- **Quoted passage**
-=-=-
Beam pipeline to run a query on a Spanner database and write the results to a spanner table.
This pipeline can be used for various functions to transform/update a database, without needing to be concerned about transaction mutation limitations
- Transforming read data using SQL and writing the results back, e.g. the equivalent of the following pseudo-sql:
INSERT OR UPDATE INTO <table> (key, value)
(
SELECT key, value*100 FROM <table> WHERE <condition>
)
- Point-in-time recovery by reading the database state at a point in the past (within the Spanner database's version retention period, and then writing it back. e.g. the equivalent of the following pseudo-sql:
INSERT OR UPDATE INTO <table> (key, value)
(
SELECT key, value
FROM <table> FOR SYSTEM_TIME AS OF <timestamp_RFC3339>
WHERE <condition>
)
- Copying data from one database to another, e.g. the equivalent of the following pseudo-sql:
INSERT OR UPDATE INTO <table@project2/instance2/database2> (key, value)
(
SELECT key, value FROM <table@project1/instance1/database1>
)
mvn compile exec:java -Dexec.mainClass=com.google.cloud.solutions.SpannerTableCopy
-Dexec.args='--help=com.google.cloud.solutions.SpannerTableCopy$SpannerTableCopyOptions'
For example copying a table at a timestamp in the past to a different database:
mvn compile exec:java
-Dexec.mainClass=com.google.cloud.solutions.SpannerTableCopy \
-Pdataflow-runner
-Dexec.args="
-=-=-
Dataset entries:
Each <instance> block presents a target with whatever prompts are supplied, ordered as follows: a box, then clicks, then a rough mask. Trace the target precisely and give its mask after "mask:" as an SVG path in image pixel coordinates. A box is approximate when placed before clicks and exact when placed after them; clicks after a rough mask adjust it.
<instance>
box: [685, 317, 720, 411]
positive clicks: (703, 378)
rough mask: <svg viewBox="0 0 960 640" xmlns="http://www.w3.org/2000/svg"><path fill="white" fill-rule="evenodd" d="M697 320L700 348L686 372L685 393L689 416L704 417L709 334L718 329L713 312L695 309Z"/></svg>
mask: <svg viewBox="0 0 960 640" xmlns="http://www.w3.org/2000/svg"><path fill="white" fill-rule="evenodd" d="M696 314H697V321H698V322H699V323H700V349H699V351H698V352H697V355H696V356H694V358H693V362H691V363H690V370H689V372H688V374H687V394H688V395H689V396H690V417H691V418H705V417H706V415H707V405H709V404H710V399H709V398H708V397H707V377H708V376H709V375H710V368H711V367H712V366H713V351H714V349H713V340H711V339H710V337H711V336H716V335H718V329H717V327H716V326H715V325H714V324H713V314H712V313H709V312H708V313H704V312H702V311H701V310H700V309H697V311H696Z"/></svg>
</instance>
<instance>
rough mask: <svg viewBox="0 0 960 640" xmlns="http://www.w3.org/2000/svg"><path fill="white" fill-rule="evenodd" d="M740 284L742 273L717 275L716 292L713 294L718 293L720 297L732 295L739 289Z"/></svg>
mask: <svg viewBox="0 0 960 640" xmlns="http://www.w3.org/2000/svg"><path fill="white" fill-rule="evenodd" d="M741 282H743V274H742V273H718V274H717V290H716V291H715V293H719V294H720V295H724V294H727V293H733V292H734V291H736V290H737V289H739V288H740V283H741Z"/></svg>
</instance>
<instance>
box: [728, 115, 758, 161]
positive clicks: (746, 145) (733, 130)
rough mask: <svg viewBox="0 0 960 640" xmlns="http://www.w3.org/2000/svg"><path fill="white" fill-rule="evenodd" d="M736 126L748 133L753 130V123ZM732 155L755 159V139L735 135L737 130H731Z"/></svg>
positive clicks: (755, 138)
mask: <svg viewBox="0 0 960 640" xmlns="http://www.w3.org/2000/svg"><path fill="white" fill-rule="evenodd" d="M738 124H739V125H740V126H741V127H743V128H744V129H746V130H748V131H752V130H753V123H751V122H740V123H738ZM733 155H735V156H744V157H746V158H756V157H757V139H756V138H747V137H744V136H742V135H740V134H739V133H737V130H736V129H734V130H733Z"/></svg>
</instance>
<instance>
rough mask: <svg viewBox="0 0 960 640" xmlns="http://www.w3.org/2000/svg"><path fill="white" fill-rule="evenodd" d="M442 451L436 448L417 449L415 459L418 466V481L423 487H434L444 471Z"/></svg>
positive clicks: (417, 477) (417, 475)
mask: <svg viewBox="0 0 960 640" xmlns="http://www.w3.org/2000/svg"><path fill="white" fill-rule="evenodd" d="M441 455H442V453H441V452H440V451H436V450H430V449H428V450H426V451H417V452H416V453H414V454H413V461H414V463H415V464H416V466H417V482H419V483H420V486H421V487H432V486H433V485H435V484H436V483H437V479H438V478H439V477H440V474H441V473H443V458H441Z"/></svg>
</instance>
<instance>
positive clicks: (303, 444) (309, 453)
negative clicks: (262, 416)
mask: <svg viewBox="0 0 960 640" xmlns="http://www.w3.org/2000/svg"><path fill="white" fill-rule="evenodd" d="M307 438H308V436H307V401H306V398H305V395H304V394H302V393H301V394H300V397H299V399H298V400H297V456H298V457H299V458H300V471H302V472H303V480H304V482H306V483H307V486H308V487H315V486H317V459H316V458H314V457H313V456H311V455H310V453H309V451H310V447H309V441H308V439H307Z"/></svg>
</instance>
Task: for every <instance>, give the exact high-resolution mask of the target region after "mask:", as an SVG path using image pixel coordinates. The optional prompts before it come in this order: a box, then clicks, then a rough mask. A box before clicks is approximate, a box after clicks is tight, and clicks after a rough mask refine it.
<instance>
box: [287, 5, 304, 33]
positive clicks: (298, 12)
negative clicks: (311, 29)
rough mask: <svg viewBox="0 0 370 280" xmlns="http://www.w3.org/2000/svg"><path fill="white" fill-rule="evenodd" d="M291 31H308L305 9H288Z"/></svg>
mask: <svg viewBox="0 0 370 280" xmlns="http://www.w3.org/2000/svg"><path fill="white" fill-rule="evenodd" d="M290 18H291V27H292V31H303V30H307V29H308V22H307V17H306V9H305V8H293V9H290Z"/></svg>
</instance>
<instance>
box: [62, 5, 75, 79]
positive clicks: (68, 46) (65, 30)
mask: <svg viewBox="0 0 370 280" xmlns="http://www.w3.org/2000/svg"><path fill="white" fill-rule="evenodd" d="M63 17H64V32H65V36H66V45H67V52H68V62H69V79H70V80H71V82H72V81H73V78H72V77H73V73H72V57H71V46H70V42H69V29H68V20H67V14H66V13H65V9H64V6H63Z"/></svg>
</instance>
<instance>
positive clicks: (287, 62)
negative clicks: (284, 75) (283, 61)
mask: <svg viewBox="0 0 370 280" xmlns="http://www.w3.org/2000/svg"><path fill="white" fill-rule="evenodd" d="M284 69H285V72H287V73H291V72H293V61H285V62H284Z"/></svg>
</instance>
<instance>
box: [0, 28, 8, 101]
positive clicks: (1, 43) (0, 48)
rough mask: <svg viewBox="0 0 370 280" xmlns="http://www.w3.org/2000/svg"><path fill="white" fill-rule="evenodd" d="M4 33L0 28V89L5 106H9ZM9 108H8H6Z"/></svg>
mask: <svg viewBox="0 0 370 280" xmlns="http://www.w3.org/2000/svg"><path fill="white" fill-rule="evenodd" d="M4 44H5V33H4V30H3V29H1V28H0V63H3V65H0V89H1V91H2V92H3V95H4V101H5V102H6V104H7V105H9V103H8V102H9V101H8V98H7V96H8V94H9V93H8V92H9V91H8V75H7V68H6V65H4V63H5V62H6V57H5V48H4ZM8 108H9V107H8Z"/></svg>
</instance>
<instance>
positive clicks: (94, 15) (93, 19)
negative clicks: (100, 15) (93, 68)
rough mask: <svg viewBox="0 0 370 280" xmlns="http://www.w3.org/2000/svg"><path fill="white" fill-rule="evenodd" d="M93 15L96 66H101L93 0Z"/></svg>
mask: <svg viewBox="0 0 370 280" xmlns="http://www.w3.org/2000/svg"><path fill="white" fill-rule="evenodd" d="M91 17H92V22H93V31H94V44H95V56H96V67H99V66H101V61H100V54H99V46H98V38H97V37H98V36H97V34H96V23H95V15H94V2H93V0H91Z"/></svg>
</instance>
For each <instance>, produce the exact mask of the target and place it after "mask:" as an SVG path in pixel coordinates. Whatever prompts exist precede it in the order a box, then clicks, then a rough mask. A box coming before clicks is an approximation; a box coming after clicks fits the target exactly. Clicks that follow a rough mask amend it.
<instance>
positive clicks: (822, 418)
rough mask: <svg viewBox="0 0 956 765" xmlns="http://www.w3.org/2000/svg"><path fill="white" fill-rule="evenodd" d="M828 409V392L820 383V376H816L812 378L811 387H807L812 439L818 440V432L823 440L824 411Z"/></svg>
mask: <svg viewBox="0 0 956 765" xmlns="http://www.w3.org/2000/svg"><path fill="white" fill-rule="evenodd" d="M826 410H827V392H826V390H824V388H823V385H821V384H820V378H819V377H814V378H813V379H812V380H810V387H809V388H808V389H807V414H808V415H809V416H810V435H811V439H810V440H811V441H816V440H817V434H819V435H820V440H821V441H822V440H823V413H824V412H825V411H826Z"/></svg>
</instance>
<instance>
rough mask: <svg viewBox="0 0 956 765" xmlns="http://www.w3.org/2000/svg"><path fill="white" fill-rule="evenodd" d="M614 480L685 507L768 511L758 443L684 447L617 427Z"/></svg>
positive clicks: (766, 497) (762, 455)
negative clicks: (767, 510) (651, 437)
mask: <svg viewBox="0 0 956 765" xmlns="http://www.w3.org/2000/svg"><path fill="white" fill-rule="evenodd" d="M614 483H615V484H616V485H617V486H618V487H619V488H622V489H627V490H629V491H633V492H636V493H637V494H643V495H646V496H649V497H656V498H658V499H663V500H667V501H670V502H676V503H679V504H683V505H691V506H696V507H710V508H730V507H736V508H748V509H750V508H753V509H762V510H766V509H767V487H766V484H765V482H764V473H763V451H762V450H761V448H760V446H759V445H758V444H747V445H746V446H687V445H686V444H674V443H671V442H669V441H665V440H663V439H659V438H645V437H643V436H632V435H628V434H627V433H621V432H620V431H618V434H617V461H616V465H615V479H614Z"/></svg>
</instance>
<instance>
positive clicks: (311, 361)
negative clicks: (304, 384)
-=-=-
- **Explore the material**
[1] Translate this sentence from the Spanner pipeline description into Spanish: "This pipeline can be used for various functions to transform/update a database, without needing to be concerned about transaction mutation limitations"
[2] In the Spanner pipeline description, point-in-time recovery reads the database state at a past point. What must that point fall within?
[3] Carry the Spanner pipeline description forward from its final line.

- **Answers below**
[1] Este pipeline puede usarse para diversas funciones destinadas a transformar/actualizar una base de datos, sin necesidad de preocuparse por las limitaciones de mutaciones de las transacciones.

[2] The Spanner database's version retention period.

[3]
--runner=DataflowRunner
--sourceProjectId=SOURCE_PROJECT
--sourceInstanceId=SOURCE_INSTANCE
--sourceDatabaseId=SOURCE_DATABASE
--sqlQuery='select * from SOURCE_TABLE'
--readTimestamp=2022-01-01T12:00:00Z
--destinationProjectId=DEST_PROJECT
--destinationInstanceId=DEST_INSTANCE
--destinationDatabaseId=DEST_DATABASE
--destinationTable=DEST_TABLE
--writeMode=WRITE_MODE
--mutationReportFile=gs://BUCKET/PATH/report
--failureLogFile=gs://BUCKET/PATH/failures
"
More examples can be found in the SpannerTableCopyIntegrationTest
Note: take care of Bash quoting with -Dexec.args
and the --sqlQuery
value.
The --dryRun
parameter can be used to create the mutation report file without
actually writing to the database.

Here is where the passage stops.